→ **Request**
Carry on the Salt Tree Art lantern festival page below, writing on from its last sentence.

→ **Text segment**
[Start of section]
Salt Tree Art
Brings to Light
A Salt Tree Art Lantern Festival
As we enter the season of long nights, Salt Tree Art wants you to help us shine through the darkness! This winter, our “Brings to Light” project will be raising awareness on four important ecological topics, and we’re asking you to take action and make a difference for our environment.
By joining the Brings to Light campaign, you’ll receive a weather-resistant votive lantern designed by Salt Tree Art’s collective. You can choose your favorite design or the most inspiring topic for you, whether you want to express your commitment to ocean health, forest conservation, pollinator protection, or art and science unity. Each lantern is a beautiful dedication to your passion for a better world and gives you a place in our growing community of shining supporters!
How to Get Involved
Join the Project!
Order your lantern using the form above (make sure to enter the mailing address where you would like the lanterns sent). After you receive your lantern, participate in any of the calls to action below on the topic you choose. Then use the tags #BringsToLight and @SaltTreeArt to share your engagement over social media and demonstrate your support for creative environmental activism!
You’ll also be invited to join us as we collectively light our lanterns during online celebrations throughout the winter.
Explore the project’s details below, and join us by ordering your lantern today! We’re excited to have you as part of this campaign to create a more sustainable and more beautiful world for all living things!
The waves were so big and violent that it was unsafe to go into the water, and yet there was this delicate butterfly flying across the breakers and traveling on without any struggle.
Oceans cover over 70% of the Earth’s surface, creating a home for an amazing diversity of plant and animal life. From plastic pollutants to climate change, human activity has a major impact on these immense ecosystems and their inhabitants. Join us in taking action to preserve ocean health!
[End of section]
→ **Source material**
[Start of section]
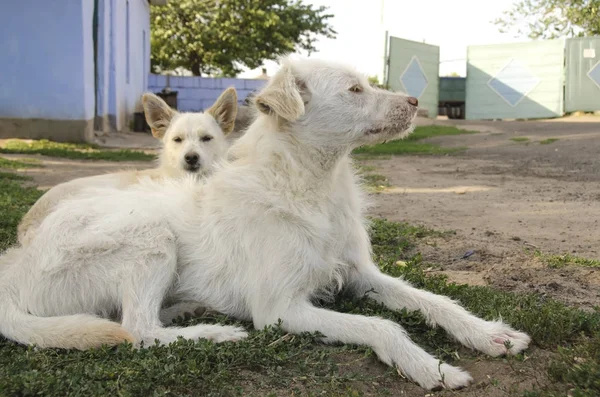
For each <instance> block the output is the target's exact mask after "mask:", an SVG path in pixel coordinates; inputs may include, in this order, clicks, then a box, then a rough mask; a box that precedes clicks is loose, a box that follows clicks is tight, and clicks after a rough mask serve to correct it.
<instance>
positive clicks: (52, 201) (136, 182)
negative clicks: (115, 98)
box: [17, 88, 238, 245]
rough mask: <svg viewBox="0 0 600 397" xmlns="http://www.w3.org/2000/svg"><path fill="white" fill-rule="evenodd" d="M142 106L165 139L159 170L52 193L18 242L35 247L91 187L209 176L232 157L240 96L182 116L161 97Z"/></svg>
mask: <svg viewBox="0 0 600 397" xmlns="http://www.w3.org/2000/svg"><path fill="white" fill-rule="evenodd" d="M142 103H143V105H144V110H145V114H146V120H147V121H148V125H150V127H151V129H152V135H154V137H155V138H157V139H160V140H161V141H162V144H163V145H162V150H161V154H160V156H159V159H158V164H157V168H153V169H149V170H144V171H122V172H117V173H112V174H103V175H95V176H90V177H85V178H77V179H74V180H71V181H69V182H65V183H61V184H59V185H56V186H54V187H52V188H51V189H50V190H48V191H47V192H46V193H44V195H43V196H42V197H40V199H39V200H38V201H37V202H36V203H35V204H34V205H33V206H32V207H31V208H30V209H29V211H28V212H27V213H26V214H25V216H24V217H23V219H22V220H21V222H20V223H19V226H18V228H17V232H18V233H17V234H18V240H19V243H21V244H22V245H26V244H29V241H31V239H32V238H33V236H34V235H35V233H36V231H37V228H38V227H39V226H40V224H41V223H42V221H43V220H44V219H45V218H46V216H48V214H49V213H50V212H52V211H53V210H54V208H55V207H56V205H57V204H58V203H59V202H60V201H62V200H64V199H65V198H67V197H70V196H73V195H75V194H77V193H78V192H80V191H81V190H82V189H85V188H89V187H115V188H125V187H127V186H130V185H132V184H135V183H138V181H139V179H140V178H142V177H150V178H154V179H158V178H176V177H180V176H182V175H185V174H186V173H190V174H194V175H197V176H198V177H202V176H206V175H209V174H210V173H211V172H212V170H213V168H214V164H215V162H217V161H219V160H221V159H222V158H223V157H224V156H225V154H226V153H227V149H228V148H229V143H228V142H227V138H226V135H227V134H229V133H230V132H231V131H232V130H233V122H234V121H235V116H236V113H237V108H238V107H237V93H236V91H235V89H233V88H229V89H227V90H226V91H225V92H223V94H221V96H220V97H219V98H218V99H217V101H216V102H215V103H214V105H213V106H212V107H211V108H209V109H207V111H206V112H205V113H179V112H177V111H175V110H173V109H171V108H170V107H169V106H168V105H167V104H166V103H165V101H163V100H162V99H161V98H159V97H158V96H156V95H154V94H151V93H147V94H144V95H143V96H142Z"/></svg>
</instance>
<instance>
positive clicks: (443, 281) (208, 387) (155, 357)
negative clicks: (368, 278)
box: [0, 169, 600, 396]
mask: <svg viewBox="0 0 600 397" xmlns="http://www.w3.org/2000/svg"><path fill="white" fill-rule="evenodd" d="M369 170H371V169H369ZM371 171H372V170H371ZM17 179H20V178H18V177H17ZM41 194H42V192H40V191H38V190H36V189H33V188H26V187H23V186H21V185H20V184H19V181H18V180H16V179H15V178H13V177H11V176H9V174H0V250H1V249H4V248H6V247H7V246H8V245H9V244H11V243H12V242H14V240H15V234H16V225H17V223H18V221H19V219H20V217H21V216H22V215H23V214H24V213H25V211H26V210H27V209H28V207H29V206H30V205H31V204H32V203H33V202H34V201H35V200H36V199H37V198H38V197H39V196H40V195H41ZM370 234H371V238H372V243H373V257H374V260H375V261H376V263H377V264H378V265H379V267H380V268H381V269H382V270H383V271H384V272H386V273H388V274H390V275H392V276H396V277H404V278H405V279H407V280H408V281H410V282H411V283H412V284H413V285H415V286H416V287H419V288H424V289H427V290H429V291H432V292H434V293H438V294H443V295H447V296H449V297H451V298H453V299H456V300H458V301H459V302H461V303H462V304H463V305H464V306H465V307H466V308H467V309H469V310H471V311H472V312H473V313H474V314H476V315H479V316H481V317H483V318H486V319H496V318H498V317H500V316H501V317H502V318H503V319H504V320H505V321H507V322H508V323H510V324H512V325H513V326H515V327H516V328H520V329H522V330H524V331H526V332H528V333H529V334H530V335H531V336H532V338H533V344H534V345H537V346H539V347H541V348H545V349H551V350H554V351H556V350H557V346H558V354H557V355H556V356H557V358H556V359H555V360H554V361H553V362H550V363H549V375H550V376H551V377H552V379H553V380H554V381H555V384H553V385H551V386H550V387H548V388H544V389H543V390H534V391H532V392H531V393H529V394H528V395H530V396H534V395H538V396H542V395H543V396H549V395H556V396H559V395H560V396H564V395H566V390H567V389H570V390H571V391H572V395H573V396H597V395H600V312H595V313H587V312H583V311H579V310H575V309H572V308H569V307H566V306H565V305H563V304H561V303H558V302H555V301H552V300H549V299H547V298H544V297H541V296H539V295H534V294H528V295H522V294H513V293H508V292H501V291H497V290H494V289H491V288H488V287H472V286H466V285H456V284H452V283H448V282H447V279H446V278H445V277H443V276H440V275H436V276H431V275H426V273H425V272H424V270H423V268H424V267H425V266H424V264H423V263H422V260H421V258H420V256H418V255H417V256H415V257H411V256H410V255H411V252H412V250H413V249H414V247H415V244H416V242H417V241H418V240H419V239H420V238H424V237H428V236H437V235H441V233H439V232H435V231H432V230H429V229H426V228H422V227H415V226H411V225H408V224H405V223H393V222H388V221H385V220H381V219H374V220H373V223H372V229H371V231H370ZM398 260H404V261H406V262H407V265H406V266H402V267H400V266H397V265H396V262H397V261H398ZM321 304H322V305H323V306H324V307H328V308H332V309H334V310H338V311H342V312H347V313H362V314H365V315H377V316H381V317H384V318H388V319H391V320H393V321H396V322H398V323H400V324H401V325H402V326H403V327H405V328H406V329H407V331H408V333H409V334H410V336H411V338H413V339H414V340H415V341H416V342H417V343H419V345H421V346H423V347H424V348H425V349H426V350H428V351H430V352H432V353H435V354H437V356H438V357H440V358H441V359H443V360H445V361H447V362H449V363H453V362H454V363H455V364H458V365H460V364H461V363H460V362H458V363H456V362H455V361H456V352H457V350H458V349H459V345H458V344H457V343H456V342H454V341H453V340H452V339H451V338H449V337H448V335H446V333H445V332H444V331H443V330H441V329H439V328H436V329H432V328H430V327H428V326H427V325H426V324H425V321H424V319H423V316H422V315H421V314H419V313H416V312H408V311H406V310H404V311H399V312H396V311H391V310H388V309H386V308H384V307H382V306H380V305H378V304H376V303H373V302H372V301H369V300H367V299H364V298H349V297H343V296H340V297H338V298H337V299H336V300H335V301H334V302H321ZM199 322H213V323H214V322H220V323H226V324H241V325H243V326H245V327H247V328H248V329H250V330H251V332H250V337H249V338H248V339H247V340H243V341H240V342H237V343H222V344H213V343H212V342H208V341H198V342H191V341H179V342H176V343H173V344H171V345H169V346H163V347H159V346H153V347H150V348H148V349H144V350H133V349H132V348H131V346H129V345H125V344H124V345H121V346H118V347H115V348H101V349H95V350H91V351H86V352H79V351H66V350H60V349H41V350H36V349H33V348H29V347H25V346H21V345H17V344H14V343H11V342H8V341H6V340H4V339H2V338H1V337H0V379H2V382H0V395H2V396H4V395H6V396H13V395H20V396H25V395H85V396H107V395H122V396H137V395H186V396H200V395H202V396H221V395H222V396H231V395H240V396H246V395H260V396H263V395H332V396H346V395H356V396H360V395H373V394H375V393H377V394H379V395H396V394H398V392H397V391H398V390H399V387H403V386H402V382H404V381H403V380H402V379H401V378H400V377H399V376H398V374H397V373H396V372H395V370H393V369H389V370H384V369H383V370H382V369H377V368H378V366H377V365H376V364H375V359H374V356H373V353H372V351H371V350H370V349H367V348H363V347H357V346H348V345H334V346H325V345H323V344H322V343H320V342H319V341H318V339H316V337H317V335H312V334H303V335H295V336H293V335H286V334H285V332H283V331H282V330H281V329H280V328H278V327H269V328H267V329H264V330H252V327H251V324H249V323H239V322H235V321H233V320H231V319H228V318H226V317H224V316H220V315H209V316H206V317H203V318H195V319H189V320H183V319H181V320H180V321H178V322H177V323H178V324H179V325H191V324H197V323H199ZM461 356H463V357H465V356H466V357H470V358H472V359H475V358H476V359H477V360H487V358H484V357H483V356H480V355H477V353H470V352H468V351H467V352H466V353H465V349H463V350H461ZM518 359H519V357H518V358H517V360H518ZM520 359H523V357H520ZM357 363H362V365H357ZM379 368H380V367H379ZM365 369H368V370H365ZM374 382H376V383H377V386H373V383H374ZM478 387H480V386H478ZM490 387H492V386H490ZM392 389H394V390H395V391H396V393H394V392H393V391H391V390H392ZM469 390H471V389H467V392H468V391H469ZM457 394H460V392H458V393H457ZM481 394H482V395H485V394H486V392H485V390H482V393H481Z"/></svg>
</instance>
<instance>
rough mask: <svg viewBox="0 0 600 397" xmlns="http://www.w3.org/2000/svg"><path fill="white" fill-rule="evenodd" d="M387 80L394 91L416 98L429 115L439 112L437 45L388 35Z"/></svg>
mask: <svg viewBox="0 0 600 397" xmlns="http://www.w3.org/2000/svg"><path fill="white" fill-rule="evenodd" d="M388 51H389V52H388V62H389V63H388V73H387V84H388V86H389V87H390V88H391V89H392V90H394V91H400V92H404V93H406V94H408V95H410V96H413V97H415V98H418V99H419V108H422V109H426V110H427V113H428V117H431V118H435V117H436V116H437V113H438V85H439V81H438V79H439V66H440V48H439V47H438V46H434V45H431V44H425V43H419V42H416V41H410V40H404V39H400V38H397V37H390V42H389V49H388Z"/></svg>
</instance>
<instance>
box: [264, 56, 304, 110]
mask: <svg viewBox="0 0 600 397" xmlns="http://www.w3.org/2000/svg"><path fill="white" fill-rule="evenodd" d="M306 91H307V88H306V84H304V82H302V81H301V80H299V79H298V78H296V76H294V73H293V71H292V68H291V66H290V65H289V64H284V65H283V66H282V67H281V69H279V71H278V72H277V73H276V74H275V75H274V76H273V77H272V78H271V80H270V81H269V83H268V84H267V86H266V87H265V88H264V89H263V90H262V91H261V92H260V93H258V95H257V96H256V99H255V100H254V103H256V107H257V108H258V110H260V111H261V112H262V113H264V114H267V115H271V116H277V117H281V118H282V119H284V120H287V121H296V120H298V119H299V118H300V117H302V115H303V114H304V103H305V100H304V98H303V96H306V95H307V92H306Z"/></svg>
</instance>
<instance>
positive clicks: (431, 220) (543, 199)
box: [370, 119, 600, 308]
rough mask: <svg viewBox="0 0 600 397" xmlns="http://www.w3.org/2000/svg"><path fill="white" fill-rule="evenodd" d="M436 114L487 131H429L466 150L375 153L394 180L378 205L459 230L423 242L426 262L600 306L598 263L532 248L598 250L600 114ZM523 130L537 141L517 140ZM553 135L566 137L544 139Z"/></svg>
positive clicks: (599, 207)
mask: <svg viewBox="0 0 600 397" xmlns="http://www.w3.org/2000/svg"><path fill="white" fill-rule="evenodd" d="M596 120H600V119H596ZM422 123H430V122H428V121H424V122H422ZM434 123H436V124H447V125H457V126H459V127H461V128H464V129H471V130H476V131H480V133H479V134H475V135H462V136H454V137H440V138H435V139H431V140H430V142H434V143H439V144H441V145H442V146H449V147H450V146H456V147H467V148H468V149H467V150H465V151H464V152H462V153H461V154H459V155H452V156H443V157H431V156H428V157H422V156H414V157H413V156H409V157H395V158H393V159H389V160H378V161H370V163H371V165H374V166H376V167H377V168H378V171H376V172H378V173H380V174H383V175H385V176H386V177H388V179H389V182H390V184H391V185H392V187H391V188H389V189H387V190H385V191H384V192H382V193H380V194H378V195H377V196H376V197H375V200H374V207H373V209H372V210H371V213H372V214H373V215H377V216H381V217H385V218H387V219H389V220H394V221H406V222H409V223H413V224H420V225H425V226H428V227H432V228H434V229H437V230H450V231H455V232H456V233H455V234H454V235H449V236H447V237H445V238H437V239H430V240H428V241H426V242H425V243H424V244H422V246H420V247H419V251H420V252H421V253H422V254H423V257H424V259H425V261H427V262H431V263H433V264H438V265H440V267H434V268H433V269H432V273H435V272H438V271H439V272H442V273H445V274H447V275H448V276H449V277H450V279H451V280H453V281H456V282H459V283H469V284H476V285H493V286H495V287H498V288H502V289H504V290H510V291H535V292H539V293H542V294H547V295H549V296H553V297H555V298H558V299H560V300H562V301H565V302H567V303H570V304H573V305H576V306H579V307H582V308H592V307H593V306H594V305H600V269H598V268H596V269H593V268H585V267H576V266H572V267H565V268H561V269H551V268H548V266H546V265H545V264H544V263H542V261H541V260H540V259H539V257H536V256H535V255H534V252H535V251H541V252H543V253H548V254H565V253H569V254H571V255H576V256H581V257H585V258H589V259H600V224H599V220H600V156H599V153H600V123H599V122H593V121H592V122H582V121H579V120H578V121H577V122H569V121H564V120H563V122H556V121H554V122H465V121H462V122H455V121H453V122H450V121H436V122H434ZM516 136H519V137H522V136H524V137H528V138H529V142H528V143H517V142H514V141H512V140H511V139H510V138H512V137H516ZM548 138H557V139H558V141H556V142H553V143H551V144H540V143H539V142H540V141H542V140H545V139H548ZM469 251H474V254H473V255H472V256H470V257H468V258H466V259H463V258H462V257H463V256H464V255H465V253H467V252H469Z"/></svg>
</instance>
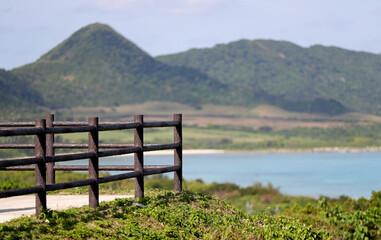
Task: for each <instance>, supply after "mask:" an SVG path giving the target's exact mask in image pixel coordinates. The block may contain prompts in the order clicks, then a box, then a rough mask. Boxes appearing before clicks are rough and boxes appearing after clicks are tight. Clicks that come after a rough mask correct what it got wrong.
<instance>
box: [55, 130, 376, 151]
mask: <svg viewBox="0 0 381 240" xmlns="http://www.w3.org/2000/svg"><path fill="white" fill-rule="evenodd" d="M183 137H184V139H183V146H184V149H224V150H251V151H253V150H278V149H291V150H300V149H302V150H303V149H313V148H324V147H355V148H356V147H357V148H364V147H370V146H374V147H377V146H380V145H381V124H373V125H361V126H359V125H352V126H349V127H345V128H344V127H335V128H328V129H319V128H294V129H287V130H273V129H271V128H270V127H262V128H260V129H256V130H253V129H251V128H247V127H231V126H216V125H209V126H208V127H198V126H194V125H192V126H184V127H183ZM87 138H88V137H87V134H84V133H78V134H70V135H69V134H65V135H60V136H59V140H58V141H63V142H87V141H88V140H87ZM100 141H101V142H105V143H106V142H107V143H132V142H133V131H113V132H111V131H108V132H101V134H100ZM144 141H145V142H146V143H169V142H173V130H172V128H161V129H146V130H145V133H144Z"/></svg>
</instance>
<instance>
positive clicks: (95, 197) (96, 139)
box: [89, 117, 99, 207]
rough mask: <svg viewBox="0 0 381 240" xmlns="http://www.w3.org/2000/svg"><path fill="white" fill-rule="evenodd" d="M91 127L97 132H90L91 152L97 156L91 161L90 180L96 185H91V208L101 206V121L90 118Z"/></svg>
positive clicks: (90, 169)
mask: <svg viewBox="0 0 381 240" xmlns="http://www.w3.org/2000/svg"><path fill="white" fill-rule="evenodd" d="M89 126H93V127H95V130H93V131H90V132H89V152H92V153H95V156H94V157H92V158H90V159H89V179H93V180H95V183H92V184H90V185H89V206H90V207H98V206H99V182H98V181H99V180H98V178H99V158H98V151H99V132H98V126H99V120H98V118H97V117H90V118H89Z"/></svg>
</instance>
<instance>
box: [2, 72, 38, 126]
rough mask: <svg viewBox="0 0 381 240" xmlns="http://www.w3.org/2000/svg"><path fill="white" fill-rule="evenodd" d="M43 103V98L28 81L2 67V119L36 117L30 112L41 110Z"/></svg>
mask: <svg viewBox="0 0 381 240" xmlns="http://www.w3.org/2000/svg"><path fill="white" fill-rule="evenodd" d="M43 105H44V101H43V99H42V98H41V96H40V95H39V93H37V92H36V91H35V90H34V89H33V88H32V87H31V86H30V85H29V83H28V82H26V81H24V80H23V79H20V78H18V77H17V76H15V75H14V74H12V73H11V72H9V71H5V70H2V69H0V112H1V115H0V120H2V121H12V120H15V119H25V118H28V117H34V115H30V114H33V113H35V112H38V111H40V110H39V109H40V106H43ZM22 116H23V117H24V118H23V117H22Z"/></svg>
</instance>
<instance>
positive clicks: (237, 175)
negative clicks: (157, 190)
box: [76, 152, 381, 198]
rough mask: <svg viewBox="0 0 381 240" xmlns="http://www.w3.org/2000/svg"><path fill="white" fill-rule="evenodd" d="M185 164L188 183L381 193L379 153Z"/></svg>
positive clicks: (324, 194)
mask: <svg viewBox="0 0 381 240" xmlns="http://www.w3.org/2000/svg"><path fill="white" fill-rule="evenodd" d="M144 159H145V164H159V165H160V164H172V163H173V155H172V156H169V155H160V156H145V158H144ZM76 162H77V163H78V164H80V163H81V161H76ZM132 162H133V155H128V156H127V157H126V156H124V157H109V158H103V159H102V160H101V164H110V165H119V164H132ZM82 164H83V162H82ZM183 164H184V168H183V177H184V179H186V180H195V179H202V180H203V181H204V182H208V183H209V182H218V183H223V182H232V183H235V184H237V185H239V186H241V187H246V186H250V185H251V184H253V183H255V182H261V183H262V184H265V185H266V184H268V183H272V184H273V186H274V187H278V188H279V189H280V191H281V192H282V193H284V194H288V195H305V196H312V197H318V196H320V195H325V196H330V197H338V196H340V195H347V196H350V197H353V198H359V197H366V198H369V197H370V196H371V194H372V190H377V191H379V190H381V173H380V172H381V153H380V152H375V153H297V154H290V153H287V154H254V153H225V154H200V155H198V154H190V155H184V163H183ZM114 173H118V172H114ZM119 173H120V172H119ZM172 175H173V174H169V175H168V176H172Z"/></svg>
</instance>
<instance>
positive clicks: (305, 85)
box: [0, 23, 381, 120]
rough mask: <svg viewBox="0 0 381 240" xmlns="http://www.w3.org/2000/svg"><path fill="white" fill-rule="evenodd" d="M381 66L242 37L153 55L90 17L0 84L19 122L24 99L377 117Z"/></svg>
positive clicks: (379, 90) (25, 100)
mask: <svg viewBox="0 0 381 240" xmlns="http://www.w3.org/2000/svg"><path fill="white" fill-rule="evenodd" d="M380 63H381V58H380V56H378V55H375V54H370V53H358V52H353V51H347V50H343V49H338V48H328V47H322V46H314V47H311V48H307V49H305V48H301V47H299V46H296V45H294V44H291V43H287V42H281V41H270V40H257V41H248V40H241V41H237V42H233V43H230V44H221V45H217V46H216V47H214V48H211V49H193V50H190V51H187V52H185V53H179V54H173V55H169V56H161V57H158V58H152V57H151V56H149V55H148V54H147V53H145V52H144V51H143V50H141V49H140V48H139V47H138V46H136V45H135V44H134V43H132V42H131V41H129V40H127V39H126V38H124V37H123V36H122V35H120V34H118V33H117V32H115V31H114V30H113V29H112V28H111V27H109V26H107V25H104V24H99V23H95V24H90V25H88V26H85V27H83V28H81V29H79V30H78V31H77V32H75V33H74V34H73V35H71V36H70V37H69V38H68V39H66V40H64V41H63V42H62V43H61V44H59V45H58V46H57V47H55V48H53V49H52V50H51V51H49V52H48V53H46V54H45V55H43V56H42V57H41V58H40V59H38V60H37V61H36V62H34V63H31V64H28V65H25V66H22V67H19V68H16V69H13V70H12V71H8V72H7V71H3V70H2V72H0V85H4V84H5V85H4V86H5V87H4V88H2V89H7V91H6V92H5V94H3V92H1V95H2V96H3V97H4V101H2V103H3V104H5V105H6V106H12V105H15V108H14V109H12V112H14V114H15V115H16V116H14V117H13V118H12V119H16V118H23V117H22V116H20V115H19V113H21V112H23V109H22V106H20V105H23V104H24V103H26V102H28V103H32V104H31V105H33V109H34V108H36V110H35V111H40V112H42V110H41V107H43V108H50V109H52V110H58V109H60V108H63V107H66V108H71V107H78V106H109V107H117V106H119V105H123V104H134V103H142V102H147V101H169V102H181V103H186V104H189V105H192V106H196V107H197V106H200V104H207V103H213V104H218V105H230V106H245V107H253V106H257V105H258V104H271V105H275V106H279V107H281V108H284V109H287V110H289V111H295V112H308V113H320V114H326V115H332V116H334V115H339V114H343V113H346V112H348V111H358V112H364V113H371V114H380V113H381V112H380V111H381V110H380V107H379V106H378V105H379V104H378V103H379V102H380V100H381V99H380V97H379V96H381V94H380V93H381V92H379V91H380V90H378V89H379V88H378V85H379V81H380V77H379V76H380V74H379V65H380ZM2 79H5V81H3V80H2ZM15 79H16V80H17V81H16V80H15ZM12 81H14V82H17V84H16V83H14V84H13V83H12ZM18 86H24V87H23V88H19V87H18ZM34 105H35V106H36V107H34ZM0 107H1V106H0ZM38 107H39V108H38ZM8 110H9V109H8ZM26 110H28V109H26ZM2 111H5V109H3V110H2ZM29 111H30V110H29ZM9 119H10V117H8V118H7V120H9Z"/></svg>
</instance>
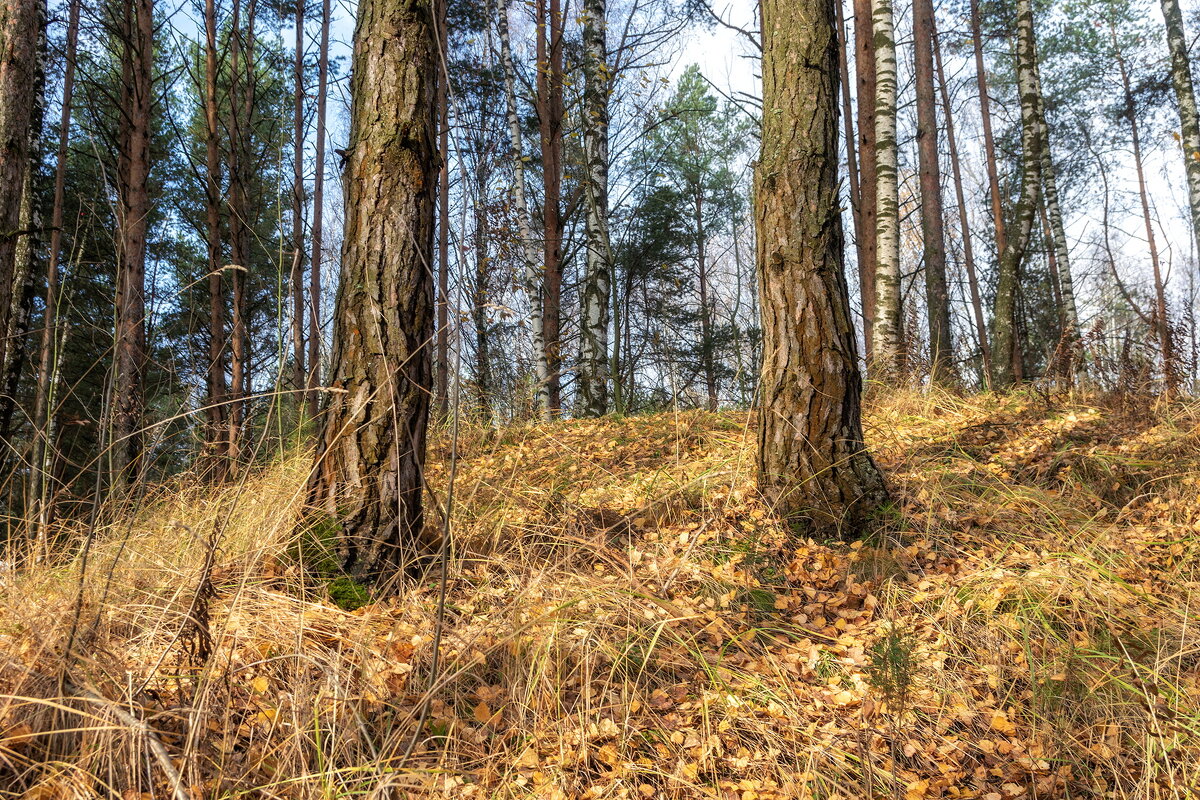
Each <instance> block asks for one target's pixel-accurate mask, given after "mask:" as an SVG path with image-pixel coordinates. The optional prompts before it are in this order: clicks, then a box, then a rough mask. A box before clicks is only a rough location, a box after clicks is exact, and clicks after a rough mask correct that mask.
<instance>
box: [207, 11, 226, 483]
mask: <svg viewBox="0 0 1200 800" xmlns="http://www.w3.org/2000/svg"><path fill="white" fill-rule="evenodd" d="M217 61H218V58H217V17H216V5H215V1H214V0H205V2H204V179H205V180H204V206H205V209H204V210H205V239H206V240H208V241H206V245H208V269H209V281H208V283H209V363H208V392H209V397H208V409H206V413H205V419H206V422H208V432H206V441H208V445H209V450H210V455H212V456H214V457H215V458H217V459H221V461H220V463H222V464H223V459H224V456H226V452H227V451H228V444H227V440H226V434H227V431H228V420H227V419H226V414H227V411H228V409H227V407H226V404H224V399H226V331H224V317H226V305H224V281H223V276H222V266H223V265H222V263H221V203H222V198H221V128H220V121H218V113H217V104H218V101H217V71H218V64H217ZM218 471H220V469H218Z"/></svg>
[End of section]
→ **Response to this exercise**
Reduce consumption of single-use plastics. Carry a reusable cup, use reusable bags when shopping, and avoid products with excess packaging when possible (or let companies know you want them to reduce their plastic packaging). Most of the plastic waste found in the ocean comes from the fishing industry, but unfortunately there’s no established accountability process for recycling or retrieving fishing nets. However, even household plastics break down into micro-particles that are very common pollutants in our waterways and oceans, ending up in the bodies of the oceans’ creatures.
Conserve water at home. Shut off the faucet while you brush your teeth or shave, minimize watering your lawn (or replace your lawn entirely with low-water landscaping) or washing paved surfaces, and consider ways of soaking up rain to prevent water run-off during storms. The water we use eventually makes its way to the oceans, along with any of the pollutants it collects along the way. By reducing our at-home water consumption and reducing stormwater runoff, we also help to slow the flow of chemicals from our lawns, our buildings, and our roadways, giving more time for natural filtration processes to clean contaminants as water flows towards our waterways.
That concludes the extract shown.